**Passage shown:**
——————————
So maybe ->getBody()
insted of ->getContent()
? But this could lead to confusion with the email's body...
I still don't see the value in changing __toString or it's meaning (the "string" representation of the header).
There should be three functions to get:
Subject: =?ISO-8859-1?Q?f=F6=F6b=E4r?= =?ISO-8859-1?Q?f=F6=F6b=E4r?= fööbär
But isn't there? __toString
, getRawValue
, getValue
I get that there's some inconsistency in getHeaderValue/getValue with addresses, but often for AddressHeader's you might only be interested in the first address, so I made it inconsistent so you didn't have to worry about AddressHeader potentially representing more than one address for a 'from' header for instance. I'm not sure what's worse though, both have their drawbacks imo :(
But yeah, that could've been a mistake. I'll give it some though. Maybe a convenient very explicit "getFirstAddress" "getFirstName" or something would've made more sense.
And yeah, if we're to change it we'd have to deprecate getHeaderValue and getValue and change them to getHeaderContent and getContent (or Body).
But isn't there? __toString, getRawValue, getValue
No, since for a To
header, getValue()
only returns (a) the first address, and (b) just the email part of that. This behavior is deceptive IMO, since it gives the false impression that the first address is all there is!
——————————
**Entries provided:**
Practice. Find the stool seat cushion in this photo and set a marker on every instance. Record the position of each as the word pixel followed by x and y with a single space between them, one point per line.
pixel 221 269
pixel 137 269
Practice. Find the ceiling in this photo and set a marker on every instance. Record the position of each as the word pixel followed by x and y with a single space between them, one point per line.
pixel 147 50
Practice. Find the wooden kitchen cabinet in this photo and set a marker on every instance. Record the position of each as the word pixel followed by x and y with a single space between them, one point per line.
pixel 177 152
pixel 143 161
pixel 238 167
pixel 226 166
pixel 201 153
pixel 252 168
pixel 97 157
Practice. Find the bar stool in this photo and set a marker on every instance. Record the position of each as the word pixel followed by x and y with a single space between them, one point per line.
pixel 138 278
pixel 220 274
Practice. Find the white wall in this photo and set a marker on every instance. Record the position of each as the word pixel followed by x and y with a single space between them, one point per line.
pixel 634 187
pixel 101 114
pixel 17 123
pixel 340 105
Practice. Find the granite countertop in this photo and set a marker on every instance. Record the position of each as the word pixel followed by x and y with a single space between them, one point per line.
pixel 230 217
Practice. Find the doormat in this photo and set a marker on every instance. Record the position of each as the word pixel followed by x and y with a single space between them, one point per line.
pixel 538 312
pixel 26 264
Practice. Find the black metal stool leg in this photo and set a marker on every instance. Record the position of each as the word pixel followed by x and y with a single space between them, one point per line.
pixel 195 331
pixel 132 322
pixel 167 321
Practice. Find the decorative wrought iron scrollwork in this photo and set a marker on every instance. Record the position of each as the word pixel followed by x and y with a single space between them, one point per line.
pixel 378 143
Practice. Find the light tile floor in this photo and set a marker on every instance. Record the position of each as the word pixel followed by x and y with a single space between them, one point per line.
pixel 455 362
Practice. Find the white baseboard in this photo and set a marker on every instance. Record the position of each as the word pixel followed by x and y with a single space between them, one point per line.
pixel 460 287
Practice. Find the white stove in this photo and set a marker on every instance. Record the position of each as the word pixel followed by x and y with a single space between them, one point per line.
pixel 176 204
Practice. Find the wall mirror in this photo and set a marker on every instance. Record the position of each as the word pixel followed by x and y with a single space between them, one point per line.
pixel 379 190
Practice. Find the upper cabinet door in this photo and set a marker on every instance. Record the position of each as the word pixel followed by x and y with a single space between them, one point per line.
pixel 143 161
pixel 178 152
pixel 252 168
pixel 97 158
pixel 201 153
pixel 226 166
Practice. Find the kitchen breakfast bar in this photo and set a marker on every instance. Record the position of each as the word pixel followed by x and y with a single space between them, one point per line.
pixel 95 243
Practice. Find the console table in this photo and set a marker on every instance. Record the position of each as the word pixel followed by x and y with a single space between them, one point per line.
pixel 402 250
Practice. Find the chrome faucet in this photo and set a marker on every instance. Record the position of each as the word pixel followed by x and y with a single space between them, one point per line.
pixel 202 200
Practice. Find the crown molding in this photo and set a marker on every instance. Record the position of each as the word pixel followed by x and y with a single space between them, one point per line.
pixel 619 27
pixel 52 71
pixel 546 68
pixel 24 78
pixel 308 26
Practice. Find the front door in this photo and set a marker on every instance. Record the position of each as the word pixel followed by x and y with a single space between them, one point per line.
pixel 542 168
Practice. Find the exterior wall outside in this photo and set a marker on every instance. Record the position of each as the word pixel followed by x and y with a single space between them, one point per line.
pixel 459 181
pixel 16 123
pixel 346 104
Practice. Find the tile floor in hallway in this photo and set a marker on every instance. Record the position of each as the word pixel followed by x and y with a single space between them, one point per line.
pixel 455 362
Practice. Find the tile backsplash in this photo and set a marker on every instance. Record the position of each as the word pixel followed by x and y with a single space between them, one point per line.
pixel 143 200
——————————
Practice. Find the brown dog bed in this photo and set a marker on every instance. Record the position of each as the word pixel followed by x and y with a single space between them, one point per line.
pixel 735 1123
——————————
**Exercise:** Reproduce the passage of the forum thread on email header methods above, from "I still don't" to "made more sense.", both included.

**Solution for this problem:**
I still don't see the value in changing __toString or it's meaning (the "string" representation of the header).
There should be three functions to get:
Subject: =?ISO-8859-1?Q?f=F6=F6b=E4r?= =?ISO-8859-1?Q?f=F6=F6b=E4r?= fööbär
But isn't there? __toString
, getRawValue
, getValue
I get that there's some inconsistency in getHeaderValue/getValue with addresses, but often for AddressHeader's you might only be interested in the first address, so I made it inconsistent so you didn't have to worry about AddressHeader potentially representing more than one address for a 'from' header for instance. I'm not sure what's worse though, both have their drawbacks imo :(
But yeah, that could've been a mistake. I'll give it some though. Maybe a convenient very explicit "getFirstAddress" "getFirstName" or something would've made more sense.